▸ **Exercise instructions**
Print the listing as it stands, omitting all images.

(Object location annotation data)
==================================================

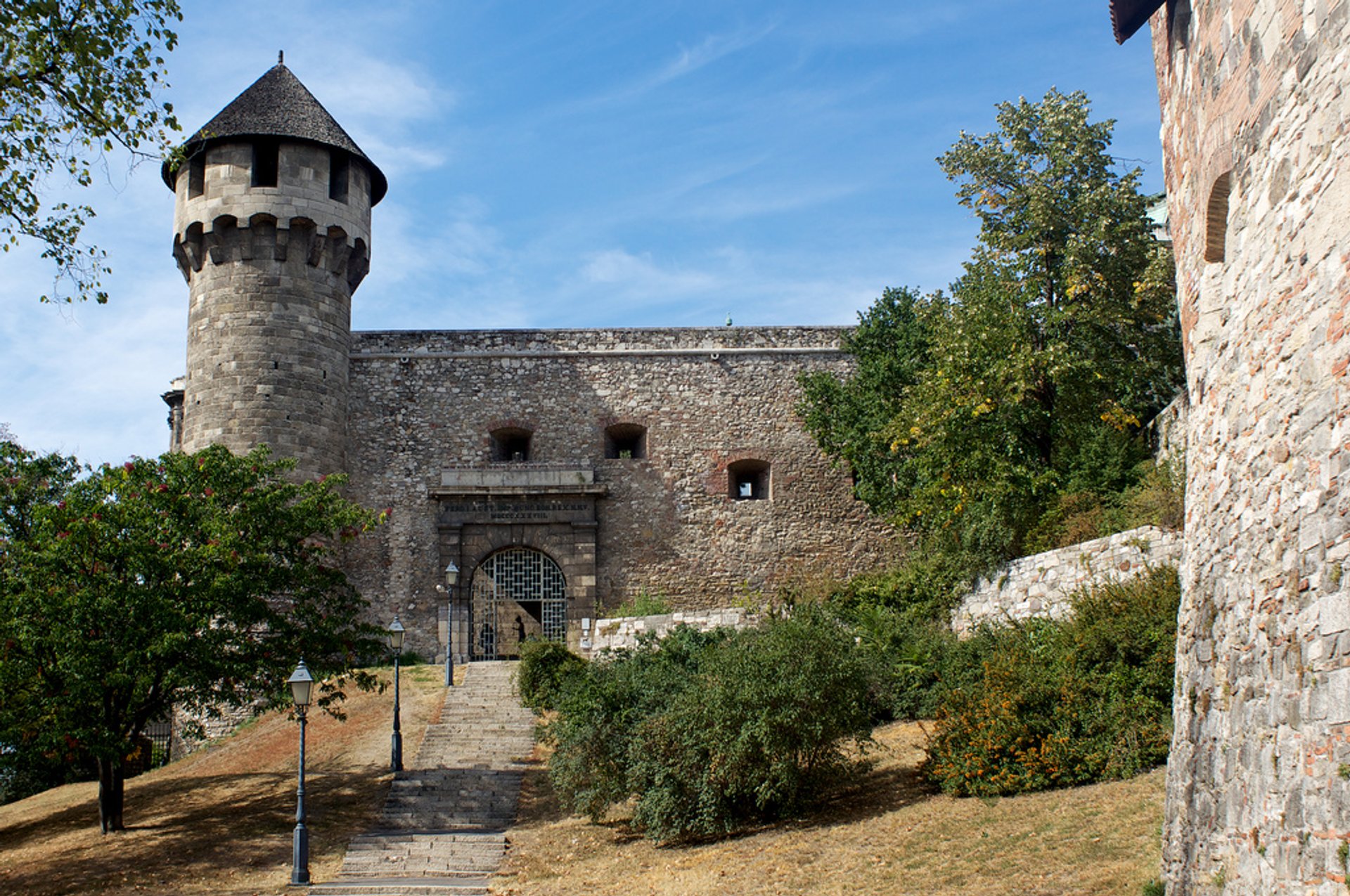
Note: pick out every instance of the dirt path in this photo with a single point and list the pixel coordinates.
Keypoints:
(889, 836)
(220, 821)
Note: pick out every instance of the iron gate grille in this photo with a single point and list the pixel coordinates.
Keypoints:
(518, 592)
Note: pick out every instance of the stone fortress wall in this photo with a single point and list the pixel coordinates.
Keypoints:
(1256, 141)
(705, 400)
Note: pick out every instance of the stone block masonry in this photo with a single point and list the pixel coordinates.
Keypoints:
(424, 406)
(1041, 585)
(1256, 135)
(622, 633)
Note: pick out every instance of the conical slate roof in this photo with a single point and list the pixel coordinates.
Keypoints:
(277, 104)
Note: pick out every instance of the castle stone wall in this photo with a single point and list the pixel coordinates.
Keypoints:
(1040, 586)
(423, 403)
(1256, 142)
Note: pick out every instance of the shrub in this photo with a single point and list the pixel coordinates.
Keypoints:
(716, 730)
(927, 586)
(603, 708)
(759, 737)
(544, 671)
(1063, 703)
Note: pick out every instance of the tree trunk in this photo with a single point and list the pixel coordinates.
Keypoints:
(110, 795)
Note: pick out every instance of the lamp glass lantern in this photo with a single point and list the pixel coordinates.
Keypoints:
(302, 686)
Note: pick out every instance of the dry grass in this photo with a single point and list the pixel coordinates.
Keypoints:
(220, 822)
(221, 819)
(887, 836)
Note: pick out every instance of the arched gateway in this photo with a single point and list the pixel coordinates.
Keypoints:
(516, 592)
(523, 536)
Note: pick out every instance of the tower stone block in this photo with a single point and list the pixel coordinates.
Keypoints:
(1256, 135)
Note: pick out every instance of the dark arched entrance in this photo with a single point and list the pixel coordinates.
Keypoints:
(516, 591)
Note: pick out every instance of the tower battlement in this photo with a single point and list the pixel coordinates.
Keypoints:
(271, 233)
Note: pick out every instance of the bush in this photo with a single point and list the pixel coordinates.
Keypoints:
(603, 708)
(1063, 703)
(759, 737)
(544, 671)
(712, 732)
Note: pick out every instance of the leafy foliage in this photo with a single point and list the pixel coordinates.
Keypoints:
(191, 580)
(1031, 377)
(546, 668)
(76, 82)
(849, 417)
(1063, 703)
(713, 732)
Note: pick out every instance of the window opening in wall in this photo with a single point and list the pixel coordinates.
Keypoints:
(266, 161)
(196, 176)
(339, 167)
(510, 444)
(626, 441)
(1179, 23)
(748, 481)
(1216, 219)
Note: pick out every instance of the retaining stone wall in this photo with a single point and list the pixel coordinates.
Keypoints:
(1256, 133)
(622, 633)
(1041, 585)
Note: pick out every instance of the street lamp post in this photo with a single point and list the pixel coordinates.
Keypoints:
(451, 578)
(396, 644)
(302, 683)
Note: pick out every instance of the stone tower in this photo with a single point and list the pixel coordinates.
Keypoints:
(1256, 139)
(271, 233)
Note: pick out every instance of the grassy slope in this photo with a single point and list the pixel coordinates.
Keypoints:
(221, 819)
(889, 836)
(220, 822)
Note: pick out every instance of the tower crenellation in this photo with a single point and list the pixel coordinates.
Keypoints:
(271, 233)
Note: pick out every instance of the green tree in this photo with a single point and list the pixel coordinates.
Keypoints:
(191, 580)
(849, 417)
(77, 80)
(1049, 353)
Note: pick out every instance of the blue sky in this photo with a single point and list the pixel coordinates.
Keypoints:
(581, 164)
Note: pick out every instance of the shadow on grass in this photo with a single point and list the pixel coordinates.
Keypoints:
(186, 829)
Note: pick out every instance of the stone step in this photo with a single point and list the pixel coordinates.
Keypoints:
(442, 828)
(472, 885)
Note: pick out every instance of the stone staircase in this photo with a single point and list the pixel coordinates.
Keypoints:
(443, 829)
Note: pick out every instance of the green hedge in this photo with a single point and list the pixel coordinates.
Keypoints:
(712, 732)
(1063, 703)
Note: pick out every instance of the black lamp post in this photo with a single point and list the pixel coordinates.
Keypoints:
(396, 644)
(451, 579)
(302, 683)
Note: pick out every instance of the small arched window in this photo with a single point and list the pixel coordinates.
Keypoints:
(748, 479)
(1216, 219)
(510, 444)
(266, 162)
(339, 168)
(198, 174)
(625, 441)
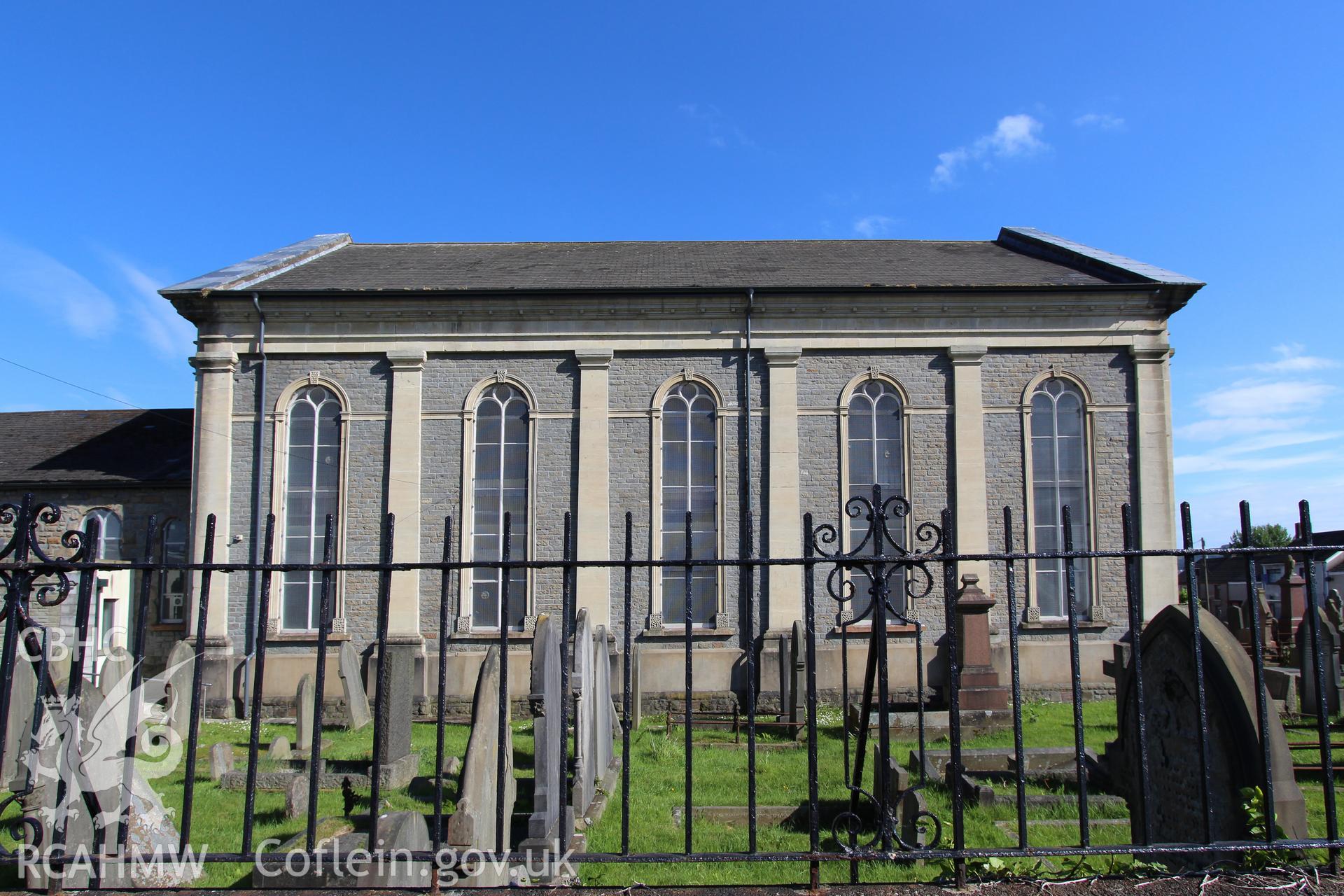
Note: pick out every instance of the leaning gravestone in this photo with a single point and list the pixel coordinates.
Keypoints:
(1174, 754)
(472, 827)
(18, 734)
(115, 668)
(585, 742)
(356, 700)
(296, 797)
(97, 764)
(304, 704)
(182, 663)
(797, 673)
(1307, 663)
(549, 738)
(220, 761)
(636, 690)
(604, 713)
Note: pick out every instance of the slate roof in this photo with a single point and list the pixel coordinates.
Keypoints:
(332, 264)
(97, 448)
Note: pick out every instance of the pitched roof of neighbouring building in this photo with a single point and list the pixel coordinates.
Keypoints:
(1019, 258)
(97, 448)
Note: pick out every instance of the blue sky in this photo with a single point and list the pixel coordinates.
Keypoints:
(143, 144)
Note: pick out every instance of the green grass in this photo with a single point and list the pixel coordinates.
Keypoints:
(720, 780)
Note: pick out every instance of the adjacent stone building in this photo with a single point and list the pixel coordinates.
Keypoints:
(121, 468)
(475, 379)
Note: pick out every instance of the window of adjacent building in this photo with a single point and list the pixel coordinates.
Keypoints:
(499, 486)
(1059, 477)
(312, 492)
(109, 533)
(690, 484)
(875, 457)
(172, 583)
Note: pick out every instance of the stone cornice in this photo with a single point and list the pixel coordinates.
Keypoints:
(967, 354)
(594, 358)
(402, 360)
(214, 362)
(1151, 354)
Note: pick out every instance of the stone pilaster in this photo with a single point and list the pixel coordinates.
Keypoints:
(593, 517)
(1156, 475)
(211, 488)
(968, 422)
(403, 488)
(783, 500)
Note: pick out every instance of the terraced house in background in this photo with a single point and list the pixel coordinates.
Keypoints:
(662, 378)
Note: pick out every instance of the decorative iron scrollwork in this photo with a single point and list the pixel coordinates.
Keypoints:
(46, 580)
(881, 555)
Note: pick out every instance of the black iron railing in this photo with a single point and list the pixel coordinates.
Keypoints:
(870, 828)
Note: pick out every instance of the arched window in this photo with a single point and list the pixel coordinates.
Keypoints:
(875, 457)
(172, 583)
(109, 535)
(499, 486)
(312, 492)
(690, 484)
(1059, 477)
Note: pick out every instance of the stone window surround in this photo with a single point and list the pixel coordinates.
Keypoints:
(1031, 613)
(163, 575)
(464, 624)
(279, 476)
(873, 374)
(687, 375)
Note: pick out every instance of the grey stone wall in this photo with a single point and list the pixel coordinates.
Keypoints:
(1109, 379)
(635, 379)
(134, 505)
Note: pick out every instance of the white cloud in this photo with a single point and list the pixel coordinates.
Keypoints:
(1266, 398)
(1100, 120)
(160, 326)
(35, 279)
(1012, 137)
(874, 226)
(718, 131)
(1294, 359)
(1270, 440)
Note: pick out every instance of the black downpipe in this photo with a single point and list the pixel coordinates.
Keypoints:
(258, 454)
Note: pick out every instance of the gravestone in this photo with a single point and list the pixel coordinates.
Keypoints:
(220, 761)
(472, 827)
(638, 688)
(980, 685)
(115, 668)
(797, 673)
(911, 825)
(1174, 754)
(99, 771)
(898, 780)
(1329, 636)
(585, 742)
(182, 662)
(604, 713)
(1335, 608)
(296, 797)
(396, 706)
(304, 706)
(18, 734)
(356, 700)
(549, 738)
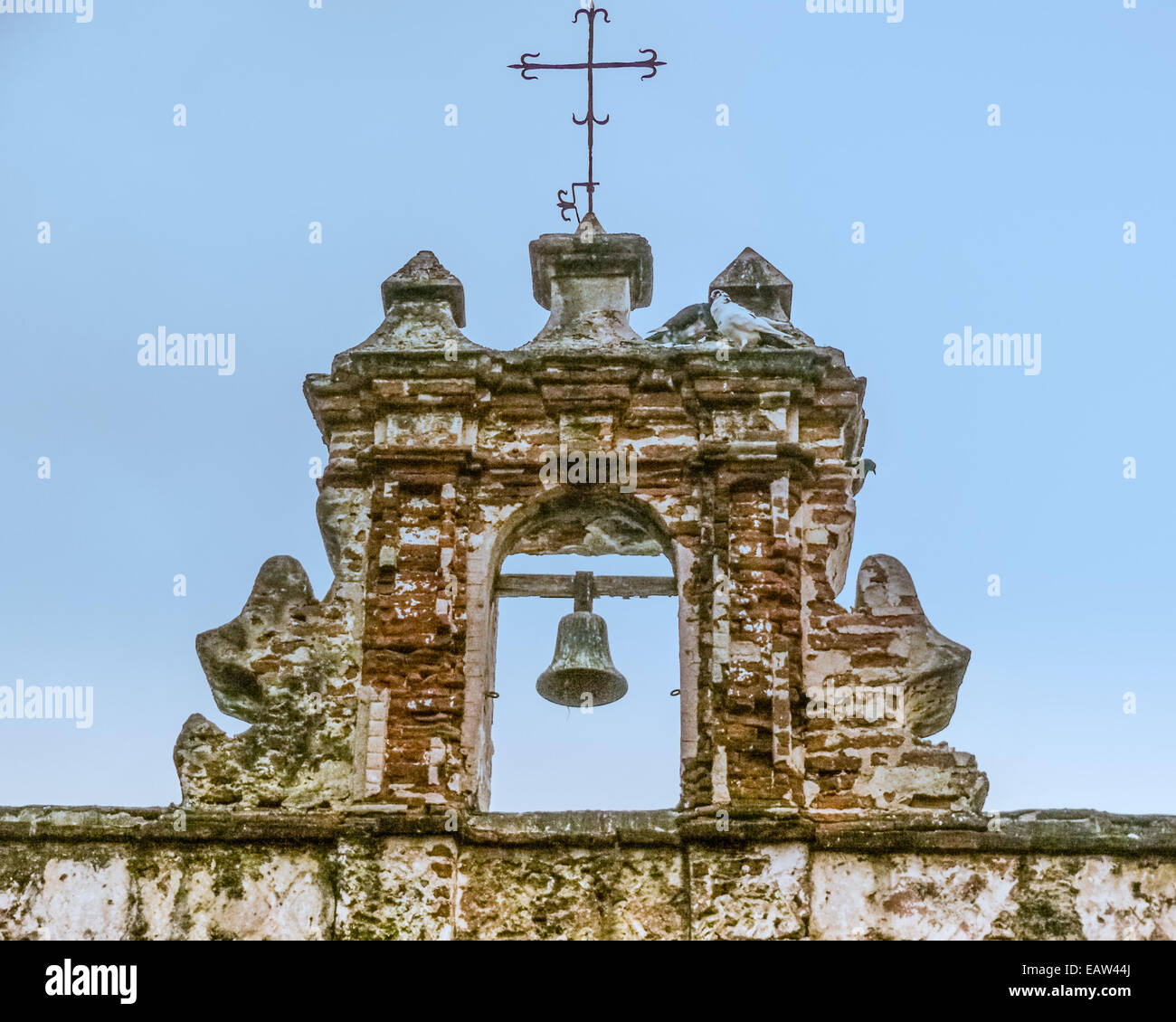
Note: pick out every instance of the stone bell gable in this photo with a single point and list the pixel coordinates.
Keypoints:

==================================================

▸ **Result of this task**
Note: pick out every instance of the dirt path in this photo with a single point and list the pixel coordinates.
Keypoints:
(889, 836)
(220, 821)
Note: pick out every instance of the iron gate grille in this photo with a single point and list the pixel coordinates.
Keypoints:
(518, 592)
Note: pick out every instance of the stone fortress wall in this photo with a single point and list the pixel coordinates.
Keypoints:
(1256, 141)
(705, 400)
Note: pick out every instance of the stone block masonry in this photo with a single point and list the pixel coordinates.
Keypoints:
(424, 406)
(1041, 585)
(1256, 135)
(622, 633)
Note: pick out every instance of the conical slate roof in this photo with a single point and list the pixel coordinates.
Keypoints:
(277, 104)
Note: pick out every instance of the castle stone wall in this photo with a single point and list the pixel coordinates.
Keypoints:
(1040, 586)
(423, 403)
(1256, 142)
Note: pick out every instance of the shrub in this photo with a single point and list the pixel coordinates.
Keypoints:
(716, 730)
(927, 586)
(603, 708)
(759, 737)
(544, 671)
(1063, 703)
Note: pick out every instance of the tree trunk in this photo with a single point and list the pixel coordinates.
Keypoints:
(110, 795)
Note: pick out every instance of the lamp glass lantern in this photo with a single point and list the pixel coordinates.
Keypoints:
(302, 686)
Note: pick out every instance of the dry grass in this photo with a single point and list the pixel coordinates.
Keypoints:
(220, 822)
(221, 819)
(887, 836)
Note: pick out every instance of the arched gateway in this photo with a single point and list the pixel coordinates.
Keypoints:
(516, 592)
(523, 536)
Note: pick out every instance of the tower stone block in this photo with a single point and list the pixel coordinates.
Keypoints:
(1256, 135)
Note: pick out every instance of the dark arched entrance in this photo with a single point and list the pixel coordinates.
Keypoints:
(516, 591)
Note: pick out every instance of the tower battlement in this photo with a single point and list the pixel coordinates.
Keypoints:
(271, 233)
Note: pick out every instance of the bush in this photo with a single point and list the pixel coordinates.
Keypoints:
(603, 708)
(1063, 703)
(759, 737)
(544, 671)
(712, 732)
Note: pick out every instance of the leafy foliage in this photo with a single point and list the pixel coordinates.
Keypoints:
(191, 580)
(1031, 377)
(546, 668)
(76, 82)
(849, 417)
(1063, 703)
(713, 732)
Note: pick out every instance of the window opening in wall in this photo with a single point and list the pixel coordinates.
Keypoints:
(266, 161)
(196, 176)
(339, 167)
(510, 444)
(626, 441)
(1179, 23)
(748, 481)
(1216, 219)
Note: pick out every instance of the retaining stone wall in this photo with a single point and list the pixel coordinates.
Keypoints:
(1256, 133)
(622, 633)
(1041, 585)
Note: pick out every instance of the street lamp post in this photo with a single point and list the pixel coordinates.
Keypoints:
(451, 578)
(396, 644)
(302, 683)
Note: pick out every instance of the stone tower in this photo with a single point and list the pixel coordinates.
Keypoints:
(1256, 139)
(271, 233)
Note: pick out every instance of the grassy slope in this photo with a single point and list the pixel coordinates.
Keypoints:
(221, 819)
(889, 836)
(220, 822)
Note: pick out every instance of the tower crenellation in this photo with a single point and list the pixel coordinates.
Keypoints:
(271, 233)
Note: pick out every instance of the green tree in this photo with a single point and list the pixel coordinates.
Keypoints:
(191, 580)
(849, 417)
(77, 80)
(1049, 353)
Note: pick out every instance of the blue sky in this photo with a single point and list the pixel coordinates.
Keypoints:
(581, 164)
Note: pick out every instance of the shadow on grass in this photo with a single point and list the pixel coordinates.
Keypoints:
(186, 829)
Note: pick out every instance of the stone step in this photo with a single point and list the pixel coordinates.
Keypoints:
(442, 828)
(472, 885)
Note: pick out every instance of the stone staircase in this photo with a single point and list the pixel coordinates.
Keypoints:
(443, 829)
Note: pick out every instance of the green hedge in this photo with a single point and list the pixel coordinates.
Keypoints:
(712, 732)
(1063, 703)
Note: pick out every instance of the black lamp post in this photo with a single point and list the pixel coordinates.
Keypoints:
(396, 644)
(451, 579)
(302, 683)
Note: pick out every instance of the small arched window in this photo with a single point and list the pixel coordinates.
Keypoints:
(748, 479)
(1216, 219)
(510, 444)
(266, 162)
(339, 168)
(198, 174)
(625, 441)
Note: pick out every instance of the leaning gravestone in this photo with a single point and list the pixel coordinates.
Keypoints:
(1174, 754)
(472, 827)
(18, 734)
(115, 668)
(585, 742)
(356, 700)
(296, 797)
(97, 764)
(304, 704)
(182, 663)
(797, 673)
(1307, 663)
(549, 738)
(220, 761)
(636, 690)
(604, 713)
Note: pick out every instance of the slate roof in this photo with a single point and list the pixel coordinates.
Keypoints:
(332, 264)
(97, 448)
Note: pick out every instance of the pitched roof of neighbouring building in this photo with a single point and list the pixel coordinates.
Keypoints:
(1019, 258)
(97, 448)
Note: pick out every instance of the blue sky in this photo with a single point and list the pixel coordinates.
Keypoints:
(143, 144)
Note: pick out every instance of the green grass in this photo with a single point and list the pixel coordinates.
Keypoints:
(720, 780)
Note: pick out every instance of the adjacent stone building in this photo with a single point and list the pixel coordinates.
Keypoints:
(121, 468)
(475, 379)
Note: pick out every instance of the window of adjacent building in this photo with a single point and list the pixel coordinates.
Keypoints:
(499, 486)
(1059, 477)
(312, 492)
(109, 533)
(690, 484)
(875, 457)
(172, 583)
Note: pick out every instance of the stone cornice in this photo with a single point and list the pixel coordinates.
Keypoints:
(967, 354)
(594, 358)
(402, 360)
(214, 362)
(1151, 354)
Note: pick out every instance of the stone pilaster in this photo with a single point and list the pixel coordinates.
Keypoints:
(593, 517)
(1156, 475)
(211, 488)
(968, 422)
(403, 488)
(783, 500)
Note: pick out every instance of the terraced house in background in this photo with a single point and list the pixel coordinates.
Keypoints:
(662, 378)
Note: pick out every instance of the decorative iron scrollwork in this photo with a single point and list the pixel coordinates.
Keypoints:
(46, 580)
(881, 555)
Note: pick out every instance of the black iron railing in this photo with a single point and list the pixel coordinates.
Keypoints:
(870, 828)
Note: pick out every instance of the arched window in this photo with a single point and list the pixel coordinates.
Keypoints:
(875, 457)
(172, 583)
(109, 535)
(499, 486)
(312, 492)
(690, 484)
(1059, 477)
Note: pick out every instance of the stone window surround in this photo with a single point and list the pixel coordinates.
Keypoints:
(1031, 613)
(163, 575)
(464, 624)
(279, 476)
(873, 374)
(687, 375)
Note: pick out every instance of the grey stone wall in this photo with a single point and list the pixel coordinates.
Keypoints:
(1109, 379)
(635, 379)
(134, 505)
Note: pick out every instance of the white cloud in this photo with a single point and list the pixel coordinates.
Keypoints:
(1266, 398)
(1100, 120)
(160, 326)
(35, 279)
(1012, 137)
(874, 226)
(718, 131)
(1294, 359)
(1270, 440)
Note: pick out every instance of the black downpipe in this photo with a single point and list the pixel coordinates.
Keypoints:
(258, 454)
Note: pick out every instance of the gravestone in this photo with a single point and list the pixel coordinates.
Keypoints:
(220, 761)
(472, 827)
(638, 688)
(980, 685)
(115, 668)
(797, 673)
(911, 825)
(1174, 754)
(99, 771)
(898, 780)
(1329, 636)
(585, 742)
(182, 662)
(604, 713)
(1335, 608)
(296, 797)
(396, 706)
(304, 706)
(18, 734)
(356, 700)
(549, 738)
Note: pick out every instance of the stone bell gable in this photo with a single point and list the pixel coordinates.
Keypoints:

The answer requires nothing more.